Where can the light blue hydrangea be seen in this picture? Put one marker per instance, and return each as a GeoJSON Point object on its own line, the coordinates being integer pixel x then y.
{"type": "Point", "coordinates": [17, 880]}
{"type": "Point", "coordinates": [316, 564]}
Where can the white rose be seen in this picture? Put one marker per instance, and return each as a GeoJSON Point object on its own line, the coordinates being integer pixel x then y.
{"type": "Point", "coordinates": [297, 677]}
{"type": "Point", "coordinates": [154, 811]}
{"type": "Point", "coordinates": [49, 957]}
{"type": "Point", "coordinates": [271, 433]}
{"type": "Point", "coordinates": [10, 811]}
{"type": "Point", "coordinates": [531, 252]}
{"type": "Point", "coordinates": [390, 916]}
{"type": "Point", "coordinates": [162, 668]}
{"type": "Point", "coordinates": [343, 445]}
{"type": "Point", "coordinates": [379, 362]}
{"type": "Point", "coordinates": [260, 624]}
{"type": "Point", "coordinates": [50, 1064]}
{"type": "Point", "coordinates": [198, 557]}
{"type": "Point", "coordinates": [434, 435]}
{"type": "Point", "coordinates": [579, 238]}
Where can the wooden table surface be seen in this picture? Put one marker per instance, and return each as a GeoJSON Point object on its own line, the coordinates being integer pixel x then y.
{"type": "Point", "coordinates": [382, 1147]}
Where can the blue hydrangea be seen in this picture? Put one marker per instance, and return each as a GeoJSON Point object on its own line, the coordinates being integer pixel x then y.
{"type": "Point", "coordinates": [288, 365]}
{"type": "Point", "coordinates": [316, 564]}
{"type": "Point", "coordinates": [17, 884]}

### SHORT PROBLEM
Put the listing above into a two-column CSV with the header input,output. Give one row for each text and its answer, enclose every field in double quotes, and replace line breaks inside a field with spaces.

### ANSWER TO THE TASK
input,output
"Where can the light blue hydrangea be seen in this picture? Put one marker per instance, and return each as a GeoJSON Point object on its own line, the coordinates being integer pixel x then y.","{""type"": ""Point"", ""coordinates"": [17, 880]} {""type"": ""Point"", ""coordinates"": [316, 564]}"
"Where can the white rose be seen in this picture? Put one marker per instance, and return each as a GeoJSON Point object on its own line, the coordinates being integer pixel x then y.","{""type"": ""Point"", ""coordinates"": [297, 677]} {""type"": ""Point"", ""coordinates"": [154, 811]} {""type"": ""Point"", ""coordinates"": [49, 957]} {""type"": ""Point"", ""coordinates"": [271, 433]} {""type"": ""Point"", ""coordinates"": [10, 811]} {""type"": ""Point"", ""coordinates"": [531, 252]} {""type"": ""Point"", ""coordinates"": [390, 916]} {""type"": ""Point"", ""coordinates"": [162, 668]} {""type"": ""Point"", ""coordinates"": [343, 445]} {""type"": ""Point"", ""coordinates"": [379, 362]} {""type"": ""Point"", ""coordinates"": [260, 624]} {""type"": ""Point"", ""coordinates"": [50, 1064]} {""type"": ""Point"", ""coordinates"": [198, 557]} {""type"": ""Point"", ""coordinates"": [434, 435]} {""type"": ""Point"", ""coordinates"": [579, 238]}"
"Where can the wooden table surface be seen in this picture? Put one marker per instance, and return each as a GeoJSON Point object on its own line, the coordinates being integer pixel x then y.","{""type"": ""Point"", ""coordinates"": [382, 1147]}"
"Where can the blue hydrangea be seen in this picture? Put one marker per instance, and return each as a GeoJSON Point object on its own line, the coordinates being integer pixel x then y.","{""type"": ""Point"", ""coordinates"": [288, 365]} {""type"": ""Point"", ""coordinates"": [316, 564]} {""type"": ""Point"", ""coordinates"": [17, 884]}"